## RECORD EXCERPTS
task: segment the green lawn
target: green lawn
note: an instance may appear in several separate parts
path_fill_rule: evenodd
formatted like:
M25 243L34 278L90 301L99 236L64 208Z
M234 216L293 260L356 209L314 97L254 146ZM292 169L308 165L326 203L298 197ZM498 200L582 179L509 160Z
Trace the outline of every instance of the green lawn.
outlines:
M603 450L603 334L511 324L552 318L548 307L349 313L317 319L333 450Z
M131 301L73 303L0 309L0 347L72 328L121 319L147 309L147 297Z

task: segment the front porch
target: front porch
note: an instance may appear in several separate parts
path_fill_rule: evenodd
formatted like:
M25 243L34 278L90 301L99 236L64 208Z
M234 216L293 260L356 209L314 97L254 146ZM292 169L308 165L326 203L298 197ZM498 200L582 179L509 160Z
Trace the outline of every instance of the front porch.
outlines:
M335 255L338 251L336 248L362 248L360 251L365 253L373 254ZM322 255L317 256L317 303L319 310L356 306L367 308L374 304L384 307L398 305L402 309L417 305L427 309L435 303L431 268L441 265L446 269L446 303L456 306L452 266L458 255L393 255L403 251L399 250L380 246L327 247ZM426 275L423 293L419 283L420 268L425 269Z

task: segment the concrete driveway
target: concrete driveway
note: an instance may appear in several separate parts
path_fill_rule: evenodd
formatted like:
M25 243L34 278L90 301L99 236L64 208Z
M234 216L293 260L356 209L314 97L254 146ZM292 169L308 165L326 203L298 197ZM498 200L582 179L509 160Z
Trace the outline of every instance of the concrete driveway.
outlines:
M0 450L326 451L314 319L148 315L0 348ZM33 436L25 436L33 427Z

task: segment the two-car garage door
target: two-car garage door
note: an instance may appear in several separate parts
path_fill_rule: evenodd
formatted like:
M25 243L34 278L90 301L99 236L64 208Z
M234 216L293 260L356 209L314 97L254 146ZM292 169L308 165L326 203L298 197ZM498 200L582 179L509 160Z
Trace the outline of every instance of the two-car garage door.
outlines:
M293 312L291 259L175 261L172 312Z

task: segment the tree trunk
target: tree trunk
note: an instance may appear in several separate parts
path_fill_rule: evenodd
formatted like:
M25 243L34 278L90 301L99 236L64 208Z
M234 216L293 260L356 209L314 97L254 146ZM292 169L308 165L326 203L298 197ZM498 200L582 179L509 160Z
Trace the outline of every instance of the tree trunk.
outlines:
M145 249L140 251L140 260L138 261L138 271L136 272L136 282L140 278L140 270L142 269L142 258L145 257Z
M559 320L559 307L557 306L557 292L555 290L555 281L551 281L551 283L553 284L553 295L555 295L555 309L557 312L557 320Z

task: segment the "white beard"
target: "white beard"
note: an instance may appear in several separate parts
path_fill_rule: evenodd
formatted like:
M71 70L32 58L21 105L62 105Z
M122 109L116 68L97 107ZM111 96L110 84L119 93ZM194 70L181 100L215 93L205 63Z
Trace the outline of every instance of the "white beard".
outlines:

## EXERCISE TASK
Copy the whole listing above word for word, from its first line to its last.

## RESULT BELOW
task: segment the green lawn
target: green lawn
note: an instance may appear in several separate parts
path_fill_rule: evenodd
formatted like:
M25 243L34 278L90 301L99 236L64 208Z
M234 216L293 260L356 209L314 97L254 146ZM292 169L308 165L326 203L298 197ZM498 200L582 179L509 160Z
Trace the outline of every instance of the green lawn.
outlines:
M603 450L603 334L511 324L552 318L548 307L349 313L317 319L333 450Z
M131 301L73 303L0 309L0 347L72 328L121 319L147 309L147 297Z

task: segment the front porch
target: front porch
note: an instance may appear in several separate parts
path_fill_rule: evenodd
formatted like:
M25 243L34 278L90 301L99 236L64 208Z
M234 216L293 260L356 209L314 97L254 146ZM292 169L308 165L326 203L298 197ZM498 200L582 179L509 160Z
Trace the outline of every instance of the front porch.
outlines:
M335 255L338 251L336 248L362 248L360 251L365 253L373 254ZM322 255L317 256L317 303L319 310L356 306L367 308L374 304L384 307L398 305L402 309L417 305L427 309L435 303L431 268L441 265L446 269L446 303L456 306L452 266L458 255L393 255L403 251L399 250L380 246L327 247ZM426 275L423 293L419 283L420 268L425 269Z

task: segment the concrete driveway
target: concrete driveway
note: an instance may appear in several separate parts
path_fill_rule: evenodd
formatted like:
M25 243L34 278L90 301L99 236L64 208Z
M234 216L293 260L356 209L314 97L254 146ZM292 169L308 165L326 203L298 197ZM498 200L582 179L509 160Z
Trace the outline of every instance of the concrete driveway.
outlines:
M0 450L326 451L314 319L148 315L0 348ZM33 436L25 436L33 427Z

task: segment the two-car garage door
target: two-car garage door
note: an instance may appear in several separate parts
path_fill_rule: evenodd
formatted like:
M25 243L34 278L90 301L99 236L64 208Z
M234 216L293 260L356 209L314 97L254 146ZM292 169L308 165L326 203L298 197ZM498 200L582 179L509 160Z
Trace the outline of every instance of the two-car garage door.
outlines:
M293 312L291 259L175 261L172 312Z

task: segment the tree trunk
target: tree trunk
note: an instance may appear in several separate parts
path_fill_rule: evenodd
formatted like:
M25 243L34 278L90 301L99 236L64 208Z
M234 216L293 260L356 209L314 97L254 146ZM292 169L308 165L326 203L298 197ZM498 200L582 179L509 160Z
Trace the outline of every instance of the tree trunk.
outlines:
M145 249L140 251L140 260L138 261L138 271L136 272L136 282L140 278L140 270L142 269L142 258L145 257Z
M559 320L559 307L557 306L557 292L555 290L555 281L551 281L551 283L553 284L553 295L555 295L555 309L557 312L557 320Z

task: segment the "white beard"
target: "white beard"
note: an instance may appear in several separate parts
path_fill_rule: evenodd
formatted like:
M71 70L32 58L21 105L62 105Z
M122 109L116 68L97 107ZM111 96L110 84L119 93ZM194 70L181 100L215 93L205 63Z
Trace the outline of every instance of the "white beard".
outlines:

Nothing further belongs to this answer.